_WHAT YOU NEED TO DO:_ Please convert all the rows below into a two-column CSV with the headers text and answer, using one CSV line per row. Put each row's wording and its answer in separate quoted fields, and replace any line breaks with spaces.

_MATERIAL PROVIDED:_
○ ○ ○ ○ ○ ○ ○

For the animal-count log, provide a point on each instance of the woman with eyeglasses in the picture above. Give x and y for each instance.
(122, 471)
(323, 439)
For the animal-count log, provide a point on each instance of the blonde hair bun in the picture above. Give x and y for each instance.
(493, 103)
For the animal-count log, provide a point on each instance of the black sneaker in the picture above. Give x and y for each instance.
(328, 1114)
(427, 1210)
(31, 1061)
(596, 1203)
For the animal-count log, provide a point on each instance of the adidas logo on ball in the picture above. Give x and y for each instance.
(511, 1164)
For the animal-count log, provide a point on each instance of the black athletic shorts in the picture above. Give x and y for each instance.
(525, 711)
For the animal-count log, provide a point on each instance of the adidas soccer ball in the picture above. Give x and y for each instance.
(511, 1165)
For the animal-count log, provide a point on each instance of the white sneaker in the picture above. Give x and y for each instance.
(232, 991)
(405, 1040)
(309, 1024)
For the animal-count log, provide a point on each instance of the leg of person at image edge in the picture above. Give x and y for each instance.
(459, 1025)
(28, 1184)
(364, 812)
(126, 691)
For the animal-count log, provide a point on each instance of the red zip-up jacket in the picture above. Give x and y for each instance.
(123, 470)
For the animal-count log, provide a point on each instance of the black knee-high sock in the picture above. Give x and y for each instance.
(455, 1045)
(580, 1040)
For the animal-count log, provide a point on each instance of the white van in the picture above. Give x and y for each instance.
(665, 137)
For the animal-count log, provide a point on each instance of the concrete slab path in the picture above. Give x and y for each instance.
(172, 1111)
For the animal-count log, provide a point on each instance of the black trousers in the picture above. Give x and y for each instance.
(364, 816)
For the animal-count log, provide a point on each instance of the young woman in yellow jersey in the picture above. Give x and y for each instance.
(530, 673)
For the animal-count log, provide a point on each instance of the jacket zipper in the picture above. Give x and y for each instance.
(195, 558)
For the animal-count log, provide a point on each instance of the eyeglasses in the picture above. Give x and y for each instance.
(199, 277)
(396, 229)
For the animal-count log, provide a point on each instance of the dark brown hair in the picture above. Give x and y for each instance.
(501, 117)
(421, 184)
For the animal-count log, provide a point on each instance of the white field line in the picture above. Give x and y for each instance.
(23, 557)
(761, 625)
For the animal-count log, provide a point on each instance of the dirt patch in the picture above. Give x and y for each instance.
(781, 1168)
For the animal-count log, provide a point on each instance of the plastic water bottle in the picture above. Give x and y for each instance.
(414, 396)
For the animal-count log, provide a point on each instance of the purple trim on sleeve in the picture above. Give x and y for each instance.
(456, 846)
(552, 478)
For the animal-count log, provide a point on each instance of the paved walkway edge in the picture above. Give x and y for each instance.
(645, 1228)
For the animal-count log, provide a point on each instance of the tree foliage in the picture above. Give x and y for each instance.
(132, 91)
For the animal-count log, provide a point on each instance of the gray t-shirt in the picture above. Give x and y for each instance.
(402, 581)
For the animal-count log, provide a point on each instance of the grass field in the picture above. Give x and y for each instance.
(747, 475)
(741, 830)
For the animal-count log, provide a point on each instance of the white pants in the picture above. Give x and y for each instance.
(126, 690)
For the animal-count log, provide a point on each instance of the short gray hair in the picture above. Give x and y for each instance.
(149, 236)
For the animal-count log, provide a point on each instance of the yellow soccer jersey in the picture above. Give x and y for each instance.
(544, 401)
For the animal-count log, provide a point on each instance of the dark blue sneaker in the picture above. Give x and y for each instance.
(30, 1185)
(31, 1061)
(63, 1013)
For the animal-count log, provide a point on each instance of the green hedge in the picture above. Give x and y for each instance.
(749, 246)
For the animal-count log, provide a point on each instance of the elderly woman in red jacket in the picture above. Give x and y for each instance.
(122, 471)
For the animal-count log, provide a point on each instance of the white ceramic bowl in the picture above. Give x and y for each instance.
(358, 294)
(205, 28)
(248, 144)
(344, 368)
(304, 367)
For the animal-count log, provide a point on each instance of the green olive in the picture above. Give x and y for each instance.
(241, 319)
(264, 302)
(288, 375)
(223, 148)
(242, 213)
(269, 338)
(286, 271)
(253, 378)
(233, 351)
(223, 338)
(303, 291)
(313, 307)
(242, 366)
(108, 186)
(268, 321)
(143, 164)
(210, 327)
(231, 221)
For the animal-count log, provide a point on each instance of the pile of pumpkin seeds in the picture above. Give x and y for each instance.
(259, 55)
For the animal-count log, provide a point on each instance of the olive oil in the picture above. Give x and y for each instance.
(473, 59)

○ ○ ○ ○ ○ ○ ○

_TASK RESPONSE:_
text,answer
"For the animal-count log, provide a point on each instance of the woman with eyeglasses in the picture above. Give x and y for each instance.","(122, 471) (323, 439)"
"For the animal-count log, provide a point on each instance of the blonde hair bun in the picture above. Give x and y for each instance.","(493, 103)"
"For the animal-count log, provide a point on each instance of the black sneaker in the picture above. Give x and y for each instance.","(328, 1114) (427, 1210) (31, 1061) (596, 1203)"
"For the animal-count log, provide a point on each instance of the adidas logo on ball in the picture above. Give x and y for each instance.","(511, 1164)"
"For the animal-count log, provide a point on each instance of the black athletic shorts in the picture above. Give x and y for each instance.","(525, 711)"
"For the animal-count log, provide a point on each instance of the adidas soccer ball in the picture above. Give x and y for each instance.","(511, 1165)"
"For the animal-count log, provide a point on each instance of the white sneaker in the picture above. Give x and y for each instance.","(232, 991) (405, 1040) (309, 1024)"
"For the animal-count log, provide a point on each instance of the leg of person at image edge in the picture above. Give x and y for each instance.","(459, 1025) (28, 1184) (364, 812) (126, 691)"
"For the animal-count log, provide a point on each instance of the red zip-up jacket in the picture above. Give x and y for each instance.","(123, 470)"
"For the animal-count log, provide a point on each instance of the black knee-high sock in the picture above. Give x and y for each instance.","(455, 1045) (580, 1040)"
"For the animal-count log, provide a point on each instance of the white van in the picture above. Give x and y for each instance.","(665, 137)"
"For the animal-count log, provide a point on each instance of the concrete slab path in the picture above. Give x and y for each instance.","(172, 1111)"
"For the animal-count log, provide a point on each instance of the black trousers in the picture above. Give x and y for each instance.","(364, 816)"
"For the animal-count log, provide a point on each instance of the young woman in yellow jersey in the picture above. Give x and y for each instance.","(530, 673)"
"For the animal-count log, provide a point on each instance of the jacket zipper in the picture above. Give x and y for each instance.","(195, 558)"
"For the animal-count log, provide a point on each instance of the eyeglasses in the picture above. Give x and y for each instance.","(199, 277) (396, 229)"
"For the animal-count log, provide a point on each instance of the dark brown hair in the picture above. Give x and y for each instance.","(501, 117) (421, 184)"
"For the animal-count log, provide a point on each instance of the white field line in the picture above. Give x and y for each instance.","(23, 557) (761, 625)"
"For the animal-count log, provide a point on each instance of the dirt patch in the picture above. Give x and y for each instance.","(781, 1168)"
"For the animal-count log, provide a point on each instance of the plastic water bottle in the picture above. Give x and y for each instance.","(414, 396)"
"For the animal-count log, provide a point on each instance of the purple trim on sleeve in the picture above. Give x and y for each instance.","(456, 846) (552, 478)"
"For the animal-count log, provide a point on each instance of the paved walkway edge in the picture above. Give x and y for each instance.","(645, 1228)"
"For the animal-count log, provide a point on each instance of the tree foliage in the picture above. Give x and y for each instance.","(132, 91)"
"For the animal-count log, provide a point on each instance of the gray t-shirt in the picture above. Give x and y for each instance.","(402, 581)"
"For the animal-count log, provide a point on each instance of the grass field in the picture above. Give x and y for each instance.","(747, 475) (741, 830)"
"For the animal-count log, provide a point on each instance of the white pants in the picture above. Give x and y for each instance.","(126, 690)"
"For the animal-count log, provide a point on each instance of the short gray hair in the picture above. Give x and y for each instance.","(149, 236)"
"For the animal-count log, provide a point on each instance of the yellow soccer jersey in the picture above. Give x and y for each instance.","(544, 401)"
"For the animal-count log, provide a point on each instance of the dark blue sneaker in the picture above. Give x and y for each instance.","(30, 1185) (31, 1061) (63, 1013)"
"For the animal-count log, provide a point on each instance of the green hedge in the picture above. Give x and y for each instance.","(749, 246)"
"For the animal-count log, provide a point on each instance of the elderly woman in red jacket in the picture above. Give x and y for each instance.","(122, 471)"
"For the animal-count log, provide a point on each instance of the white ceramic bowl in the picture above. Give x and y for each instance.","(358, 294) (205, 28) (248, 144) (344, 368) (304, 367)"
"For the animal-count log, provide a point on each instance of the green olive in the picture above. Give x and y for each instance.","(241, 319) (264, 302) (288, 375) (223, 148) (242, 213) (269, 338) (286, 271) (253, 378) (233, 351) (223, 338) (303, 291) (313, 307) (242, 366) (108, 186) (268, 321) (143, 164) (210, 327) (231, 221)"
"For the animal-count log, provide a point on each instance of the pile of pumpkin seeds in the picture above. Give x and y for each instance.","(259, 55)"
"For the animal-count log, provide a point on each instance of the olive oil in the picture above. Give x and y for each instance.","(473, 59)"